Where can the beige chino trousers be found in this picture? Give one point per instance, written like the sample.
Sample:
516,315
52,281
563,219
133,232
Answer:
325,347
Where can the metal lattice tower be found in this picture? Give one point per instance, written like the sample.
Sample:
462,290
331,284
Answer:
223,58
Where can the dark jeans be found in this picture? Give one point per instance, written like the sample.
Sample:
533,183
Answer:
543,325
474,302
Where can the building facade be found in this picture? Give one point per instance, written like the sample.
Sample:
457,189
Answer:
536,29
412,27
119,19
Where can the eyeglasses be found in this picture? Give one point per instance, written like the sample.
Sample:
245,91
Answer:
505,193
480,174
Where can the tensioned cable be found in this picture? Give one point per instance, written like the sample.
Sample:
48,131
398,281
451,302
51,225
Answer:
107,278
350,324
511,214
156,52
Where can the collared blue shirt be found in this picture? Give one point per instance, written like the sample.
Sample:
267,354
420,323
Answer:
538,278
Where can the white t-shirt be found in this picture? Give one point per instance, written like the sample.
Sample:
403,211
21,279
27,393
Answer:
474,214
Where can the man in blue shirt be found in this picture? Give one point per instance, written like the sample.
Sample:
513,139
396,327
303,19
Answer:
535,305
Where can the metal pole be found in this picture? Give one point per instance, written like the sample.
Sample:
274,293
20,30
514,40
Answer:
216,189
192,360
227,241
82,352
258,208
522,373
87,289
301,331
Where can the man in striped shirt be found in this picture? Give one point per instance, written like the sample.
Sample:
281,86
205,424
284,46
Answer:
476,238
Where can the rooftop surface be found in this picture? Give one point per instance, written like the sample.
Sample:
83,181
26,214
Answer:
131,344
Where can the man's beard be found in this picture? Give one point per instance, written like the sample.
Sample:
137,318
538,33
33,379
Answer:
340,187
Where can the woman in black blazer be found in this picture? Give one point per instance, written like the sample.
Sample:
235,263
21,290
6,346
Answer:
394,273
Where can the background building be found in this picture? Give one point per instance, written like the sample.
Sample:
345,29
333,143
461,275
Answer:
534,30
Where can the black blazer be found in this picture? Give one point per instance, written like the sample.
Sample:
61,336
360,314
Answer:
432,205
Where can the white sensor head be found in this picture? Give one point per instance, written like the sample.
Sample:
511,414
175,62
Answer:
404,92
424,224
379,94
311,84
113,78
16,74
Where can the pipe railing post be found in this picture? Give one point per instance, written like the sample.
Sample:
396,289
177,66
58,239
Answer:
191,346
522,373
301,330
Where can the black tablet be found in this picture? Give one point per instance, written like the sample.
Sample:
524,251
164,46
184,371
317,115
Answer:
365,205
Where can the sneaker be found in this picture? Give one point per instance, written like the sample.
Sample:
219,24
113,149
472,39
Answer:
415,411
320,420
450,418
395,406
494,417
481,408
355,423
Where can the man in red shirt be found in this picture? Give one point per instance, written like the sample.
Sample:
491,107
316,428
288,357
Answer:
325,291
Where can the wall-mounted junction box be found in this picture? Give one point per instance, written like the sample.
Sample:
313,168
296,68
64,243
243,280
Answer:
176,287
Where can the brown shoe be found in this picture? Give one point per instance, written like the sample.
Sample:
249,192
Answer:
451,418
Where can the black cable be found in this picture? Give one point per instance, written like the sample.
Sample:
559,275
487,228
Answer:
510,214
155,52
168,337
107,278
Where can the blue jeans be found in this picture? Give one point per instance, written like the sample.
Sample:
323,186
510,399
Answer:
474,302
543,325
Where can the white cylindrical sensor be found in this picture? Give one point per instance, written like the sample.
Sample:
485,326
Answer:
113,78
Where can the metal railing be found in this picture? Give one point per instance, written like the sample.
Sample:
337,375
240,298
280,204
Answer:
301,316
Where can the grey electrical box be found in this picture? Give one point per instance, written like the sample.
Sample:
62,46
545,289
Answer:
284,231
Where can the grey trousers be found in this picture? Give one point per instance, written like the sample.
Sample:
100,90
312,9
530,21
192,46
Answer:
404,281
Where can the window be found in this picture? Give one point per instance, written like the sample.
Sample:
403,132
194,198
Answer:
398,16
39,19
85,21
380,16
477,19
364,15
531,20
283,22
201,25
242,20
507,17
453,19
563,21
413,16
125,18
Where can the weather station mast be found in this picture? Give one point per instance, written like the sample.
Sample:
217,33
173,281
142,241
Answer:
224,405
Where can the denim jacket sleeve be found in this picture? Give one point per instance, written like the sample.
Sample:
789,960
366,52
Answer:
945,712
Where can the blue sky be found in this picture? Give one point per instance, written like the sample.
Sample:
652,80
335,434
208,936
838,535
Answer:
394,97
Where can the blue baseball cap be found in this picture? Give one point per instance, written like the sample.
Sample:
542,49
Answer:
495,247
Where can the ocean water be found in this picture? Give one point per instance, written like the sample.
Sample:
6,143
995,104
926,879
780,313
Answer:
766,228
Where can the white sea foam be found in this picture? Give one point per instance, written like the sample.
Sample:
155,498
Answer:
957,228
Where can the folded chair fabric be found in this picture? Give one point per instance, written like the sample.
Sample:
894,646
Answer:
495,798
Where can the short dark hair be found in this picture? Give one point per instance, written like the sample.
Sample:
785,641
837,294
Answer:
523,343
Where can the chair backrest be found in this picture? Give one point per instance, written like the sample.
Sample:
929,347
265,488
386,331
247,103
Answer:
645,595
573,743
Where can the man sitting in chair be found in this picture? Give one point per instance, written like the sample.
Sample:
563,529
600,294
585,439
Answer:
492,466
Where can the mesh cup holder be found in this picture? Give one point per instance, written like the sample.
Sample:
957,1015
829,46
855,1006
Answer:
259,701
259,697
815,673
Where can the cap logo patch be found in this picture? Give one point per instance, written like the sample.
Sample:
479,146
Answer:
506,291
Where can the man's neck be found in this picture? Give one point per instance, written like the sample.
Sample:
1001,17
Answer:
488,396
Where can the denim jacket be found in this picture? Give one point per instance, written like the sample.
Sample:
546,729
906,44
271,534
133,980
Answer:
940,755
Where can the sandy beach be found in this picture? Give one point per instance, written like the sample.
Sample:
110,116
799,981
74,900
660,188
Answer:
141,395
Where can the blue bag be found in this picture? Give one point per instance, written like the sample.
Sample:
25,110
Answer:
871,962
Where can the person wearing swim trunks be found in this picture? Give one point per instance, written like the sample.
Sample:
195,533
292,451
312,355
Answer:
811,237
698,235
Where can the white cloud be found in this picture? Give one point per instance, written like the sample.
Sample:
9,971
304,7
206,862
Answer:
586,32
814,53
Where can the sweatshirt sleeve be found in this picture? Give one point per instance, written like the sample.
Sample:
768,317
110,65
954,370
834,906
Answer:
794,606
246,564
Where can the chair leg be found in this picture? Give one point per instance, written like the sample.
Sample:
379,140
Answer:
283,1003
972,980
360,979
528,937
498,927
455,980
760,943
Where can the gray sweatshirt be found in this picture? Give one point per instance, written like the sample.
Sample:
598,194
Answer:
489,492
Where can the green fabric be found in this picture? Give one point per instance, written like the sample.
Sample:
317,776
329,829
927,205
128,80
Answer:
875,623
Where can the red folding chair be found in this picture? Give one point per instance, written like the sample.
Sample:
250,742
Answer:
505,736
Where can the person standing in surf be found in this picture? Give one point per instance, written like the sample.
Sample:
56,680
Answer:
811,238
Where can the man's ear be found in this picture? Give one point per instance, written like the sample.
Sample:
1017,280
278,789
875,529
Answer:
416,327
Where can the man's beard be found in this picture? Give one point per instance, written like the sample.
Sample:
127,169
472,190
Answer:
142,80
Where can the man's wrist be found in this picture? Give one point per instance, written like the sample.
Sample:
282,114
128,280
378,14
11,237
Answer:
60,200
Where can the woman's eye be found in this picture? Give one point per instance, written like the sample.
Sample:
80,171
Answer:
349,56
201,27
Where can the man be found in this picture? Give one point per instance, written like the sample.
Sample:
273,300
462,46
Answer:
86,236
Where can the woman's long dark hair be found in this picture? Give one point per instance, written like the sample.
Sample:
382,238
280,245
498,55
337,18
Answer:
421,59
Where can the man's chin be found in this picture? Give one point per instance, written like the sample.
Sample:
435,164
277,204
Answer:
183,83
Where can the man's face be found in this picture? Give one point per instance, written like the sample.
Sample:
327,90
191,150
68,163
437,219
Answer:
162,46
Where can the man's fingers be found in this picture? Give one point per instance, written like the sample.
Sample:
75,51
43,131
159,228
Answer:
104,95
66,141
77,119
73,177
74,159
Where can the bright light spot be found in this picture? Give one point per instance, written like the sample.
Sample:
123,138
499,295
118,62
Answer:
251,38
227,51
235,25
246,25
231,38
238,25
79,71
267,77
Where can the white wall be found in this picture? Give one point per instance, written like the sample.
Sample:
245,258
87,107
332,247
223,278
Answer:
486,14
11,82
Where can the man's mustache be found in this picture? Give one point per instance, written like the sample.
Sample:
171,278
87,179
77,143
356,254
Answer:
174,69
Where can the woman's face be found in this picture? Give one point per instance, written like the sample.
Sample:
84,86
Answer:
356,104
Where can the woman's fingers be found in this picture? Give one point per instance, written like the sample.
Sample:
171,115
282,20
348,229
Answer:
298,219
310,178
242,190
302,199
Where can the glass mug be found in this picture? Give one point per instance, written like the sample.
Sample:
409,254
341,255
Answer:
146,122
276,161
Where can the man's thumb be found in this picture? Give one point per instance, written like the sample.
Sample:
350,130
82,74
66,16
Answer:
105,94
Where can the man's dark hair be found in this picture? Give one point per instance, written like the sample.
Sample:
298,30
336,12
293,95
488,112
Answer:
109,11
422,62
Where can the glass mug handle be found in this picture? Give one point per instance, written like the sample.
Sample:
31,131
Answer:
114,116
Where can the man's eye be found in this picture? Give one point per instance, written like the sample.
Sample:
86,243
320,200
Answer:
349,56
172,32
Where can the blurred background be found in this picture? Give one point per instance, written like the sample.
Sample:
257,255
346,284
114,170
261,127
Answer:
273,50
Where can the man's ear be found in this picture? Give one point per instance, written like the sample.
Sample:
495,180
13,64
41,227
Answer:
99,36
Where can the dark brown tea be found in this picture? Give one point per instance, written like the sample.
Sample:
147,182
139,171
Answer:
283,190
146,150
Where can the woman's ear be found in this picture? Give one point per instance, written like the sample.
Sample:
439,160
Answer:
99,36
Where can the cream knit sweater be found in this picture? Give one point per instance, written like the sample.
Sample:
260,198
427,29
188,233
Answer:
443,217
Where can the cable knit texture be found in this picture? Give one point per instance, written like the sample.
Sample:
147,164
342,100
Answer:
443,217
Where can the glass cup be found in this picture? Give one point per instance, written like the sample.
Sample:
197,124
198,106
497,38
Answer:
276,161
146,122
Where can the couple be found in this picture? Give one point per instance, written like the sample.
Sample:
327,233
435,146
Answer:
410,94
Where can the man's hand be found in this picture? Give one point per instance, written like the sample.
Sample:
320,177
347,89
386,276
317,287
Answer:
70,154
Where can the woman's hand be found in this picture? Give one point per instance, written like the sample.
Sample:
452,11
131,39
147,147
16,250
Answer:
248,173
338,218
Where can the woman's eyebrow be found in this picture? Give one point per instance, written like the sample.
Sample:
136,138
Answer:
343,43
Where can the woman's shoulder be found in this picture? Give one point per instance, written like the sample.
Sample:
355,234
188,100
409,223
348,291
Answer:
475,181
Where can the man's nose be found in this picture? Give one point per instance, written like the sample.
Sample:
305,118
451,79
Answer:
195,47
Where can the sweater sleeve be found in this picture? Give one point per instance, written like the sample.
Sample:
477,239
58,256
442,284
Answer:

---+---

-- Problem statement --
Return each line from the records that includes the word "building".

-- Expected output --
Where can the building facade be found in this picture? Give one point per instance, written like the sample.
Where can the background building be found in this picture? Give one point per instance, written like the sample.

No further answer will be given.